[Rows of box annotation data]

§ §

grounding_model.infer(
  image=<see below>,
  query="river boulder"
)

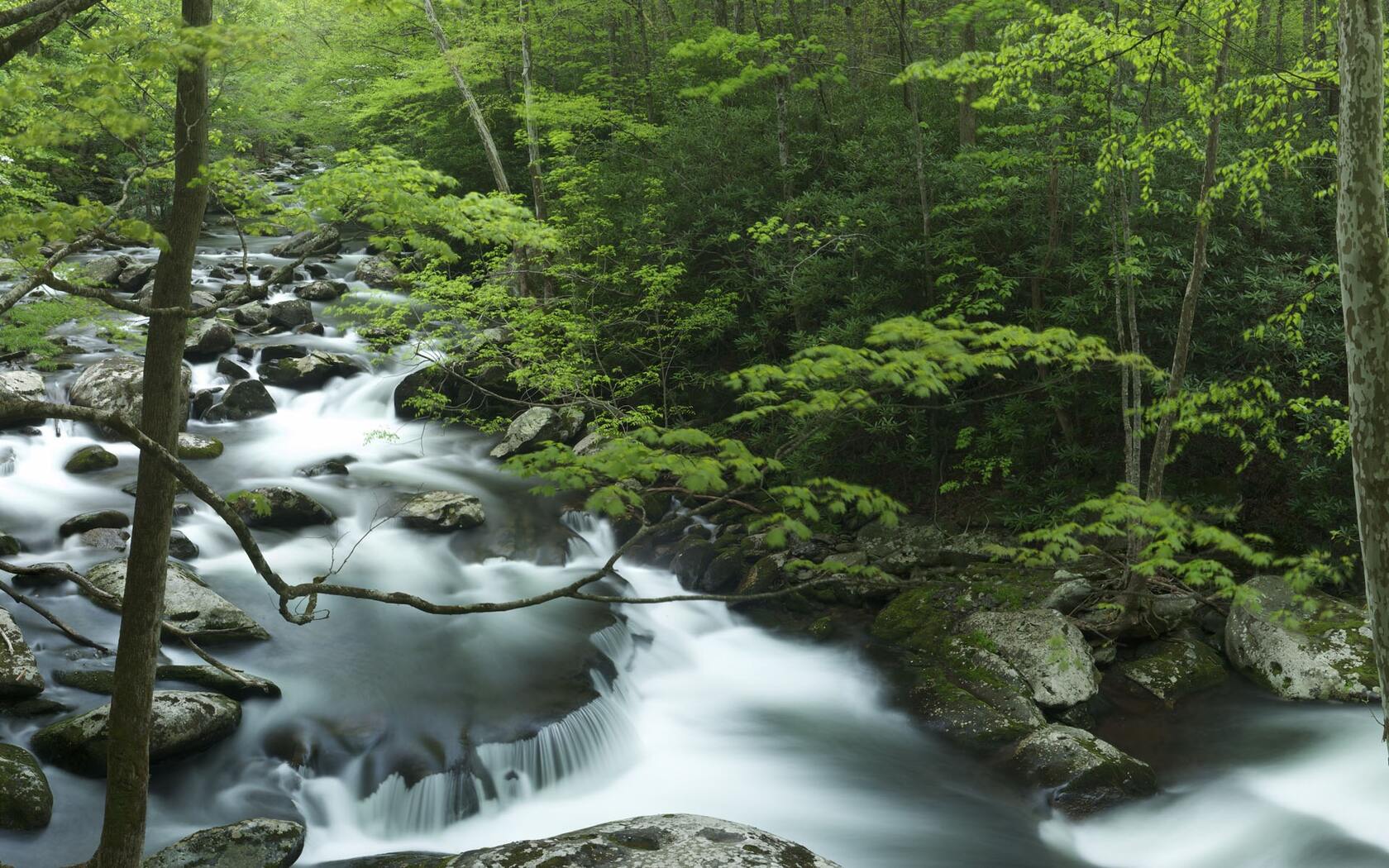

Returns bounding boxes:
[141,818,304,868]
[1225,576,1379,701]
[84,558,270,641]
[203,379,275,422]
[294,280,347,302]
[178,431,227,461]
[68,355,193,425]
[255,350,365,389]
[270,227,341,258]
[1105,637,1225,705]
[267,298,314,329]
[353,255,400,289]
[63,446,121,474]
[227,484,337,531]
[0,371,47,425]
[962,608,1100,708]
[0,608,43,700]
[490,407,584,458]
[400,492,486,533]
[322,813,839,868]
[0,744,53,832]
[858,515,946,575]
[33,690,241,778]
[184,319,236,360]
[1009,723,1157,817]
[59,510,131,536]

§ §

Task directions ->
Can you reproduce every line of the records above verbatim, leaving out the pictures?

Output of the task ->
grounding_model.infer(
  image=<see below>,
  query="river boulder"
)


Returns bounding boxes:
[141,818,304,868]
[1225,576,1379,701]
[84,558,270,641]
[203,379,275,422]
[294,280,347,302]
[178,431,227,461]
[68,355,193,425]
[255,350,365,389]
[270,227,341,258]
[1105,637,1225,705]
[267,298,314,329]
[353,255,400,289]
[63,446,121,474]
[227,484,337,531]
[0,371,47,425]
[962,608,1100,708]
[0,608,43,700]
[490,407,584,458]
[400,492,486,533]
[322,813,839,868]
[0,744,53,832]
[858,515,946,575]
[33,690,241,778]
[184,319,236,360]
[1009,723,1157,817]
[59,510,131,536]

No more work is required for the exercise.